> **Supplied entries**
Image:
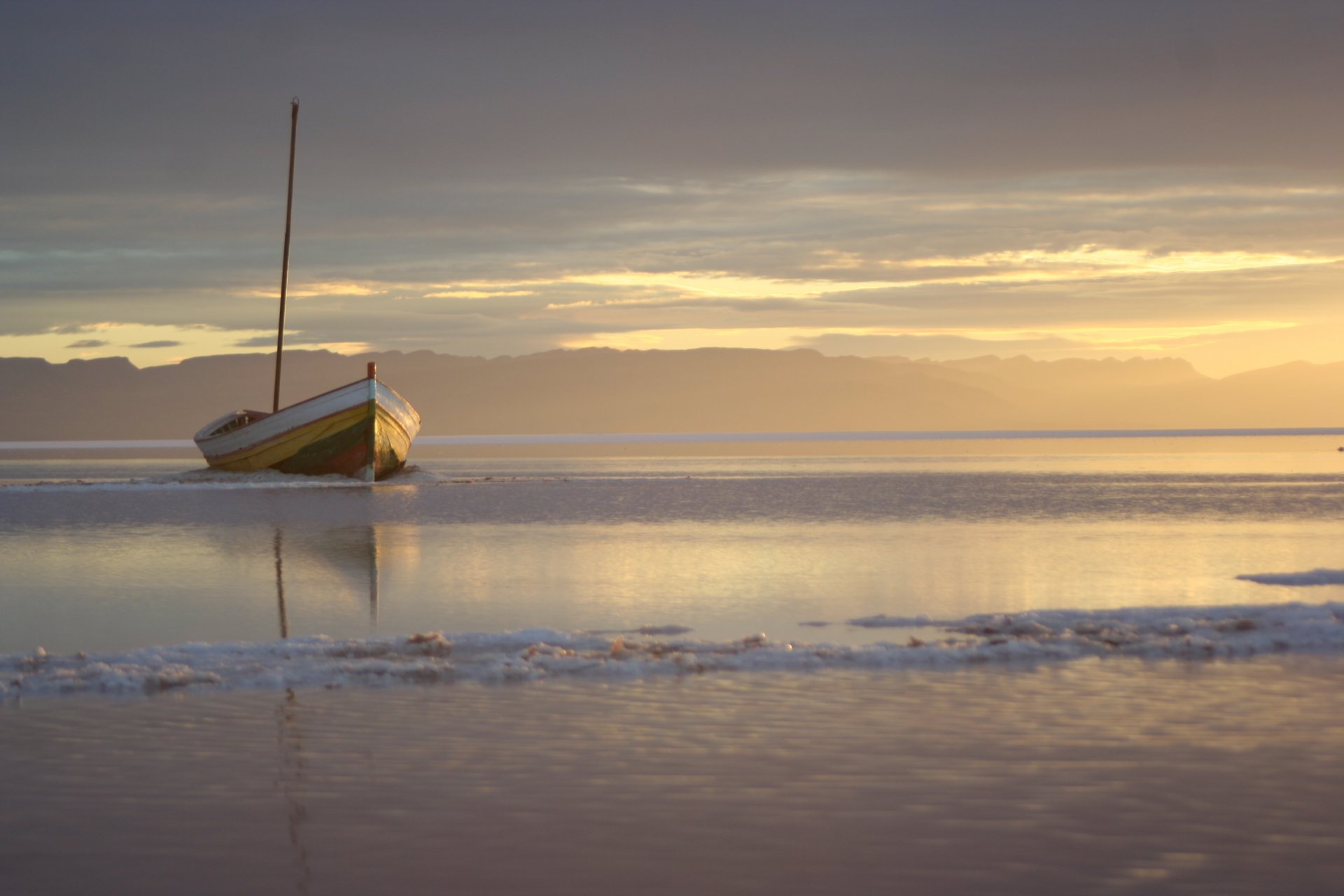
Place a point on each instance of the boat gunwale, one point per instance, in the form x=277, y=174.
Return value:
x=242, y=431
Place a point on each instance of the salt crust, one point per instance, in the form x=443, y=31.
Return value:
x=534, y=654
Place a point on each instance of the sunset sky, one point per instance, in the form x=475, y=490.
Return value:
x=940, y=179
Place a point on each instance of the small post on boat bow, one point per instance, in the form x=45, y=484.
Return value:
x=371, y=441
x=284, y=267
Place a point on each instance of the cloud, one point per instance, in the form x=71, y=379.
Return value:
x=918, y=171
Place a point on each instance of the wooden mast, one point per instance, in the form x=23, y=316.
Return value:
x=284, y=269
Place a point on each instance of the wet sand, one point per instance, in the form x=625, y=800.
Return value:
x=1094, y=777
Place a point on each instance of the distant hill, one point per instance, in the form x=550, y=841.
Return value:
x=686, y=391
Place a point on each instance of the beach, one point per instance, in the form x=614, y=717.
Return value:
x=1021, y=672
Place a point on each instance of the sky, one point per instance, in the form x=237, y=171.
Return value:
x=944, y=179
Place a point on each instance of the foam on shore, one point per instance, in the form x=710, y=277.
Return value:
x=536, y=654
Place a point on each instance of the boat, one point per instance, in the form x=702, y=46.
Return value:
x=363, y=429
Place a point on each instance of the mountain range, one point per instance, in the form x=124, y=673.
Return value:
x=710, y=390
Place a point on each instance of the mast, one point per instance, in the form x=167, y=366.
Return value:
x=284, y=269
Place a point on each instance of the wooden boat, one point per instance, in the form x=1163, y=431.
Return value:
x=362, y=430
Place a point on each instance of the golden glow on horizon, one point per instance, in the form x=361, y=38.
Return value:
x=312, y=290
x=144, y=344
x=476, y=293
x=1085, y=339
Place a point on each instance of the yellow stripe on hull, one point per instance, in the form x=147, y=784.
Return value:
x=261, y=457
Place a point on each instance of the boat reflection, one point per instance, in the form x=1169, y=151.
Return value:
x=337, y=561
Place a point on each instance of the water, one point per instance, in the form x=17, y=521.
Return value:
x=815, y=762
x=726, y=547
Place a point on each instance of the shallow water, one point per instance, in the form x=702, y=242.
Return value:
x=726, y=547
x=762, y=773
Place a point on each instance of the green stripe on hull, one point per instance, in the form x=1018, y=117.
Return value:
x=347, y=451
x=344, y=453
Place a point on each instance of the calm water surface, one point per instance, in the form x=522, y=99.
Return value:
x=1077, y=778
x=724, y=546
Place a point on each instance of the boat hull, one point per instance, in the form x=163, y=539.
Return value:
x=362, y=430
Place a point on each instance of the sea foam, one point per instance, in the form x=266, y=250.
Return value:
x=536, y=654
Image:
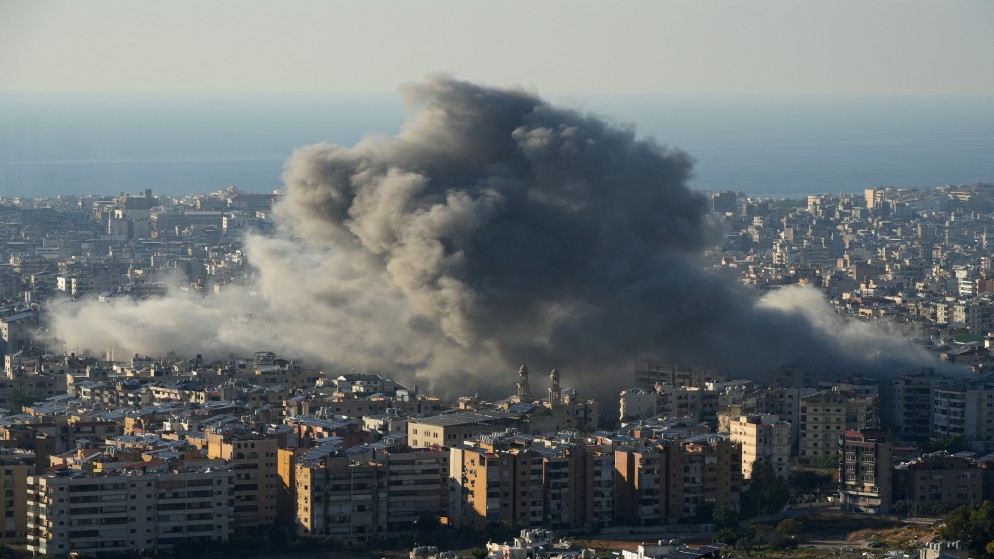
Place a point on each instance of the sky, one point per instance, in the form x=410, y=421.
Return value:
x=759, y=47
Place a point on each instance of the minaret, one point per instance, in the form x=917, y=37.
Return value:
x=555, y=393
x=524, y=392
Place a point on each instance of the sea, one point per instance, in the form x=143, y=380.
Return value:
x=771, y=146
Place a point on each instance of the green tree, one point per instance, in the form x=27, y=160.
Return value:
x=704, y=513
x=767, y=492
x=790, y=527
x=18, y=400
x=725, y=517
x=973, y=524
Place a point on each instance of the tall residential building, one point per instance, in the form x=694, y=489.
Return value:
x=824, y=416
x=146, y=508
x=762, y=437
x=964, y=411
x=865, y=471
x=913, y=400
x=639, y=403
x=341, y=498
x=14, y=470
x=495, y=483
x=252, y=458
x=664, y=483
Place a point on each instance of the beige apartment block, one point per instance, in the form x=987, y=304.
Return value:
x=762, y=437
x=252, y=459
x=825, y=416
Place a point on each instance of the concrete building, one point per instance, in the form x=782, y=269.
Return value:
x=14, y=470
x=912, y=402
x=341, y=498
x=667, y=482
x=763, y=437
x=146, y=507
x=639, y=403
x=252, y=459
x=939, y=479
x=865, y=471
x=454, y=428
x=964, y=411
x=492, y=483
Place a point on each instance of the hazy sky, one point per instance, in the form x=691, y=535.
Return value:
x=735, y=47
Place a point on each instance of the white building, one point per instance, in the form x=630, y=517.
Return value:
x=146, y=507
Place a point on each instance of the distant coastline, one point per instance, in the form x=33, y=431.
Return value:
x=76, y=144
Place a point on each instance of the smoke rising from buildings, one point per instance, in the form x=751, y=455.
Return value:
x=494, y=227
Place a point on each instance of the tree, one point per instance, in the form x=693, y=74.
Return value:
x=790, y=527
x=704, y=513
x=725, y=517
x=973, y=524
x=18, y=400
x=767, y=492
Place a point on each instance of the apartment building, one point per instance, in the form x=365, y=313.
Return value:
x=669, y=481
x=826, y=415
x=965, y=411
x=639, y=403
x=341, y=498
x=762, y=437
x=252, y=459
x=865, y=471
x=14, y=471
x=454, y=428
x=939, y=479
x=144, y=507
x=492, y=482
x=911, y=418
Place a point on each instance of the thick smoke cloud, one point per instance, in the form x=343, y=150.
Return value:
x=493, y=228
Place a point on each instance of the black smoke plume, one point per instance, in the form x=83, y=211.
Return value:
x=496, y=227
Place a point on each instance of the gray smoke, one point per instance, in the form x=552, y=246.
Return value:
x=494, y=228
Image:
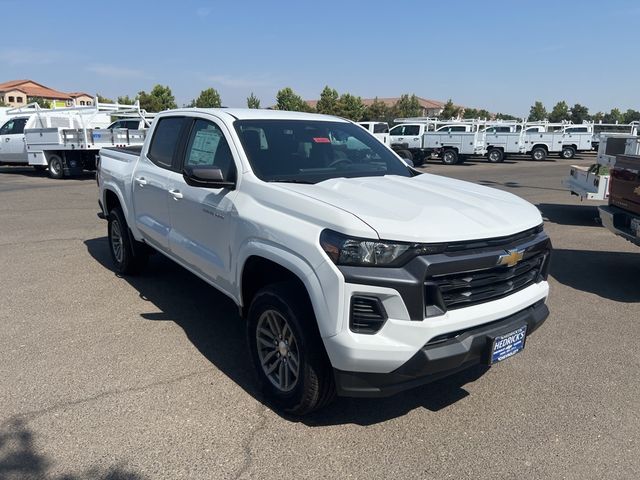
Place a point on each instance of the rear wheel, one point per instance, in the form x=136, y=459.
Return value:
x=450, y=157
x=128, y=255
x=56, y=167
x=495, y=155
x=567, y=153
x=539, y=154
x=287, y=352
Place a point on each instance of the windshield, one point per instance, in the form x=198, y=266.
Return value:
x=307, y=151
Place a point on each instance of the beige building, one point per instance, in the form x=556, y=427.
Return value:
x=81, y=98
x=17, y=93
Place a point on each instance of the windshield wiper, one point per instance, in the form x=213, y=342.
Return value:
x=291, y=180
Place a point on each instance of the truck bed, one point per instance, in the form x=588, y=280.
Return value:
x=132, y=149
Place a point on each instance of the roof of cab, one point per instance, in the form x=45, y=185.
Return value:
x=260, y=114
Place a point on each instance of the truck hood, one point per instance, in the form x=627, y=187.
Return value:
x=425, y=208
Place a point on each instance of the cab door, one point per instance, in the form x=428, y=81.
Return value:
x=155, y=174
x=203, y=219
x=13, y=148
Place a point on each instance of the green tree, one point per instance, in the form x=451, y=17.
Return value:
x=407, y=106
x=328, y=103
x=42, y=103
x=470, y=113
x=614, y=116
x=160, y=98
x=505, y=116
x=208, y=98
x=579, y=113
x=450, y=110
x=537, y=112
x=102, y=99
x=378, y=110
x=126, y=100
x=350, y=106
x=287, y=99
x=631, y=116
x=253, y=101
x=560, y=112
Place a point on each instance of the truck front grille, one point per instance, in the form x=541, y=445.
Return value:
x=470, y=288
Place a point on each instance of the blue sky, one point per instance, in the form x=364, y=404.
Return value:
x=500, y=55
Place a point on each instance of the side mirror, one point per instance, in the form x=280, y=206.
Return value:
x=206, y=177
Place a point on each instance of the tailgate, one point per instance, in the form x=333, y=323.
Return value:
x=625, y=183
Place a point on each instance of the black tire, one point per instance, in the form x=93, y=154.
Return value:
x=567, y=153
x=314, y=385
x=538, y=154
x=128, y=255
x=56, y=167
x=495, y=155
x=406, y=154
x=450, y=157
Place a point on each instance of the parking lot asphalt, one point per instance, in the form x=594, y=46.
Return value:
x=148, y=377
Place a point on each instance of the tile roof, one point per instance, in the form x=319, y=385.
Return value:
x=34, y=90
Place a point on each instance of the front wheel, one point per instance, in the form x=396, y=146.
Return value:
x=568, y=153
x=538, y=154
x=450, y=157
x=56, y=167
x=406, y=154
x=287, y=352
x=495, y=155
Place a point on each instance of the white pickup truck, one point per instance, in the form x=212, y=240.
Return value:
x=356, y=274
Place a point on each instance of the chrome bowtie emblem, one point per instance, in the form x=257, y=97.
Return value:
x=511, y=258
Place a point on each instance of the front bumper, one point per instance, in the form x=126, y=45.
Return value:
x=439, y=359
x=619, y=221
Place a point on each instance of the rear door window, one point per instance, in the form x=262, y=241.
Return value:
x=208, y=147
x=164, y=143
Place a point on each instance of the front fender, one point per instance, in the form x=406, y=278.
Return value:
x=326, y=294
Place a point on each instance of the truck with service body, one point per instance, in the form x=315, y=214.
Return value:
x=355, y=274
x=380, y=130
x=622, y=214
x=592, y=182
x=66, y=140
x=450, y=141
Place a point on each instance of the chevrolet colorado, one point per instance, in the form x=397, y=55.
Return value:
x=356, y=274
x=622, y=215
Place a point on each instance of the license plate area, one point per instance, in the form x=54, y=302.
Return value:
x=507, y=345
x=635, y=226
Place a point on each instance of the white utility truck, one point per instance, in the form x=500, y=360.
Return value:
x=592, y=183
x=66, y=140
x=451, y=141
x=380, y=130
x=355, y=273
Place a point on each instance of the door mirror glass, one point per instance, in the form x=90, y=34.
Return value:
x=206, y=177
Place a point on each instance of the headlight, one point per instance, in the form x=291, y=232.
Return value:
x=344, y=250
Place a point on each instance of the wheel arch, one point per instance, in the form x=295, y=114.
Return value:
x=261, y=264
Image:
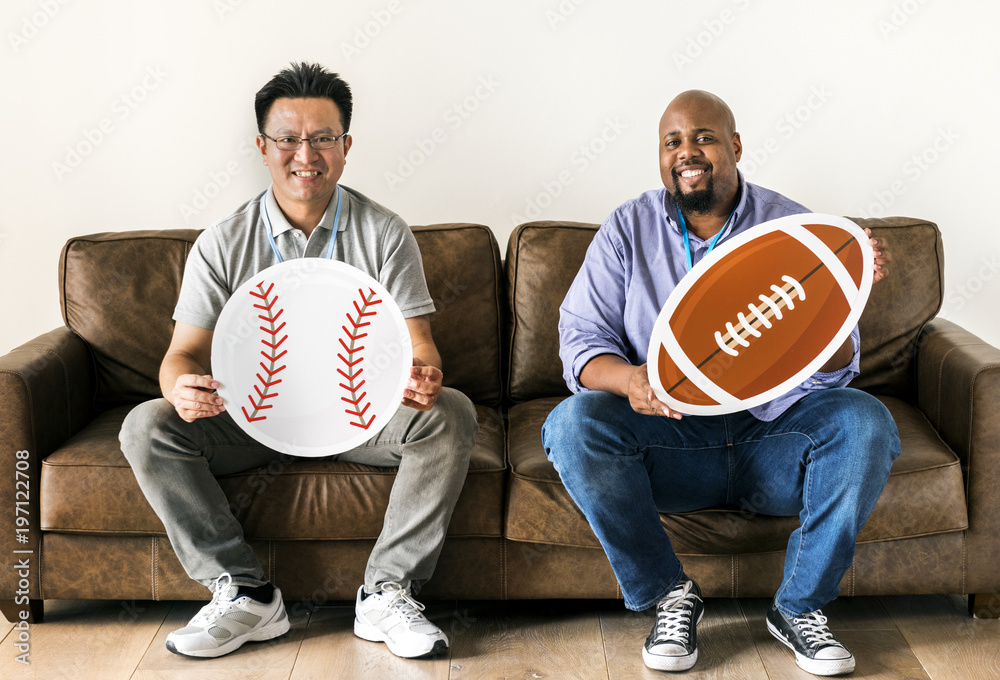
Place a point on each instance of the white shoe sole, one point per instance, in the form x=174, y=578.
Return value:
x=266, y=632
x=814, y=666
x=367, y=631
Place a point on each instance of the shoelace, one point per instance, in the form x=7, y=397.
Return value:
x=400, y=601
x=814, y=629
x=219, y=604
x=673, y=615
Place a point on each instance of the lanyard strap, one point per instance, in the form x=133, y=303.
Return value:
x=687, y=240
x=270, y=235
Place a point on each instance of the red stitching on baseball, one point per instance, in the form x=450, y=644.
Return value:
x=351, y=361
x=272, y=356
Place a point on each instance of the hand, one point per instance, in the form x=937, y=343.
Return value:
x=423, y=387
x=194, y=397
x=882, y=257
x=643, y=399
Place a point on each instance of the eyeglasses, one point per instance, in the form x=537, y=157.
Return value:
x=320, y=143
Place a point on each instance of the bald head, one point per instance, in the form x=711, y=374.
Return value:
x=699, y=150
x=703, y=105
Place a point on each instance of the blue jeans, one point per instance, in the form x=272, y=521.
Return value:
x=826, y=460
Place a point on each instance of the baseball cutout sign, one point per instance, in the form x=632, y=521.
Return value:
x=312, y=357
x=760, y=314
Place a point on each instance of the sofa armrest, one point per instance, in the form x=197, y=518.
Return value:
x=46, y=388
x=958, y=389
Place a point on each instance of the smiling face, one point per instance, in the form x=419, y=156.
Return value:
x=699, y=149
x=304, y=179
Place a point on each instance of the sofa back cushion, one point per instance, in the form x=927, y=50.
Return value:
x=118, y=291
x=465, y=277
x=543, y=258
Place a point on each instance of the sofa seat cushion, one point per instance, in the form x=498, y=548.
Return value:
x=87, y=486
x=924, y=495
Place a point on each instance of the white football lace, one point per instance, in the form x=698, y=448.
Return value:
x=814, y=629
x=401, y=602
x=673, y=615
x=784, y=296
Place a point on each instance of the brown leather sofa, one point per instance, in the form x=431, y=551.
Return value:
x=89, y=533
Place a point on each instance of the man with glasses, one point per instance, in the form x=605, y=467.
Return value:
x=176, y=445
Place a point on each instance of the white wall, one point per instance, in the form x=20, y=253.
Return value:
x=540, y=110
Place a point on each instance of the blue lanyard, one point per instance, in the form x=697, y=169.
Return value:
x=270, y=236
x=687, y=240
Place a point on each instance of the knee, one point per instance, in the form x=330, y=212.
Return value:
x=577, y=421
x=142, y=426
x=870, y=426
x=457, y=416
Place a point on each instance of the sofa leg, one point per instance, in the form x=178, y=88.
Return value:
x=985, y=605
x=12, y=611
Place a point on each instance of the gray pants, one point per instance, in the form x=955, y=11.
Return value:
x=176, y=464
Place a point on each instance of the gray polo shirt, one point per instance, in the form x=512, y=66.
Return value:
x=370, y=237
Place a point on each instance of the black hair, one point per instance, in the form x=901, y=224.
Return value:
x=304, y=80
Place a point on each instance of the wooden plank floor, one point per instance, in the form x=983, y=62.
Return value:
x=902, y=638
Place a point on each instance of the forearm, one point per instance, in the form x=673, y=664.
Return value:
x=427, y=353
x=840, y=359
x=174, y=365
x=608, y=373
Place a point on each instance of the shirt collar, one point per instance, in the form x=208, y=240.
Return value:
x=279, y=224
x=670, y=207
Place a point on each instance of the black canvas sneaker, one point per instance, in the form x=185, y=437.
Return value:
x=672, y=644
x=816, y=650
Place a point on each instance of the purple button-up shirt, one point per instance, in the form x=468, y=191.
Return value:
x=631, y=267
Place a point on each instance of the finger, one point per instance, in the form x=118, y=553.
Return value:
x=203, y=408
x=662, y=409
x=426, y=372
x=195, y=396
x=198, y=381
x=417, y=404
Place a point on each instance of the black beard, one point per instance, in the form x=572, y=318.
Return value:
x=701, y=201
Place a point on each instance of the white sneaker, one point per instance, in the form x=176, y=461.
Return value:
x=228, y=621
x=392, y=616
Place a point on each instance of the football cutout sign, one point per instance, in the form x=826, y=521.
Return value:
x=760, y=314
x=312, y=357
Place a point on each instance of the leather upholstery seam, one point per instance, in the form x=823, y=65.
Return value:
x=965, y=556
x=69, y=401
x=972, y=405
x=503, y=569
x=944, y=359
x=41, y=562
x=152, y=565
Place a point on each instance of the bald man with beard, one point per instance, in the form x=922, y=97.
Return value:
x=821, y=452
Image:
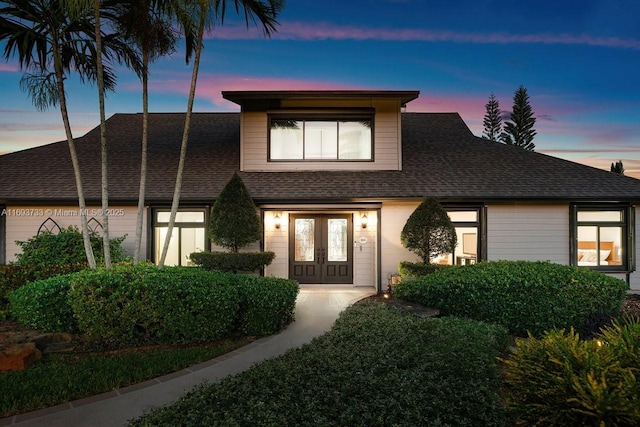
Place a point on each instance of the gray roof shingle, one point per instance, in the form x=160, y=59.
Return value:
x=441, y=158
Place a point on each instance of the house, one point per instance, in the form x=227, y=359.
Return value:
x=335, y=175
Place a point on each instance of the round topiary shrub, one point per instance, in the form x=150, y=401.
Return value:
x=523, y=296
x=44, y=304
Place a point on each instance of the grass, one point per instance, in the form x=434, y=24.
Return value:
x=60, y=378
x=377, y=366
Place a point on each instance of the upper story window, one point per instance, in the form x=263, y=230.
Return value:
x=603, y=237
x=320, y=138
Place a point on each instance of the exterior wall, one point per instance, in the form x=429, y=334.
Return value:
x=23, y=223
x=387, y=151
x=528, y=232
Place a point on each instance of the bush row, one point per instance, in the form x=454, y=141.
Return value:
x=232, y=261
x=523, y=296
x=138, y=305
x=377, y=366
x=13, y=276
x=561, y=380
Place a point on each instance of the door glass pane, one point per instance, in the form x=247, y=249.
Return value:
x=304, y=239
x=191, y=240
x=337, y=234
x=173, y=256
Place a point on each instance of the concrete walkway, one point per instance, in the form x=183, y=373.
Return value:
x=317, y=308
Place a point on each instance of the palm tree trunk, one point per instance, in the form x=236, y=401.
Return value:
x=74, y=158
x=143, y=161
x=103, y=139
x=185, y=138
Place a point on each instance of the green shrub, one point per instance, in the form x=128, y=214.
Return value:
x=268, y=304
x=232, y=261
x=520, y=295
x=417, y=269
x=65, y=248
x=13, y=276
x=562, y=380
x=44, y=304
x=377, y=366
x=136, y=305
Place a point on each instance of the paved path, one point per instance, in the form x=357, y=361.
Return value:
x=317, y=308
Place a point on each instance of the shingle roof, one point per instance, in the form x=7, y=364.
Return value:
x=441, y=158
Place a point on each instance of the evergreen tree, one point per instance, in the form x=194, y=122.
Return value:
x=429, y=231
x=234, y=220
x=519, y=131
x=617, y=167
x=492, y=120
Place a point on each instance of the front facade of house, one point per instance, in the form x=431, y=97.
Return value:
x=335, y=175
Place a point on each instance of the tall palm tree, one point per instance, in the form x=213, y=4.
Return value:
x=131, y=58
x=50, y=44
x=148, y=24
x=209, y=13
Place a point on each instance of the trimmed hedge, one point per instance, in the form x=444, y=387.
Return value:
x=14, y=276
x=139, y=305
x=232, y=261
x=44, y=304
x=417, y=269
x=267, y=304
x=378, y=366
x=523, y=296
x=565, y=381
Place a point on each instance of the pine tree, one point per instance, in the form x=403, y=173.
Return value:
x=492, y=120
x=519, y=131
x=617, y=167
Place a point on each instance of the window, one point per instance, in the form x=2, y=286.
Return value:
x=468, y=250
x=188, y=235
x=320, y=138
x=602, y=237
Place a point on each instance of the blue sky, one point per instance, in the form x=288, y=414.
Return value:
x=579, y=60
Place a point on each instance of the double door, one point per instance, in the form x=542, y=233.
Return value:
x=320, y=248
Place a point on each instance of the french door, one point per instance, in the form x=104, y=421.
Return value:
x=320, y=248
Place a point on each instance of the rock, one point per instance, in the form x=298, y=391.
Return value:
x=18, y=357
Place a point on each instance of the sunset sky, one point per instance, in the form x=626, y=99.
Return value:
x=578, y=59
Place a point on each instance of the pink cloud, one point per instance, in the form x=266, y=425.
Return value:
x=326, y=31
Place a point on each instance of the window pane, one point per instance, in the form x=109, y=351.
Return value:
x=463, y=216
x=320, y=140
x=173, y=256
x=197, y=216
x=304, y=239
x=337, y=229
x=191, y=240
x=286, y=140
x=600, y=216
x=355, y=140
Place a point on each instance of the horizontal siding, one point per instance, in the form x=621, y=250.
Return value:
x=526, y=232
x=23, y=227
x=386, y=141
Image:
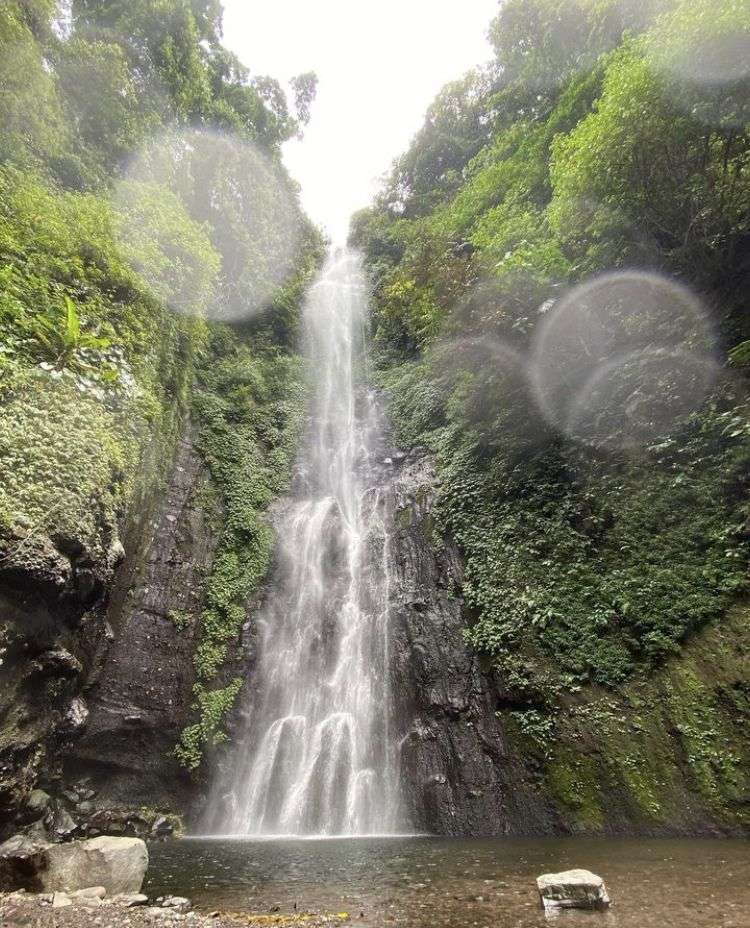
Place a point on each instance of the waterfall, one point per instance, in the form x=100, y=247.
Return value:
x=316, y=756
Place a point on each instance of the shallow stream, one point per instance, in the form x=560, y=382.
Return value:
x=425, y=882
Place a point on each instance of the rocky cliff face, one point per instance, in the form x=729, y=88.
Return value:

> **Exercise prompt**
Rewrite the records starting at the line containing "Place a point on each instance of the beige building, one" and ending at the line containing "x=132, y=149", replacing "windshield wiper" with "side mirror" and leaving everything else unchanged.

> **Exercise solution**
Place a point on each instance of the beige building, one point per instance, in the form x=556, y=427.
Return value:
x=81, y=98
x=17, y=93
Place a point on each instance of the side mirror, one point per instance, in the form x=213, y=342.
Return value:
x=291, y=180
Place a point on each instance of the truck bed, one point per instance, in the form x=588, y=280.
Return value:
x=132, y=149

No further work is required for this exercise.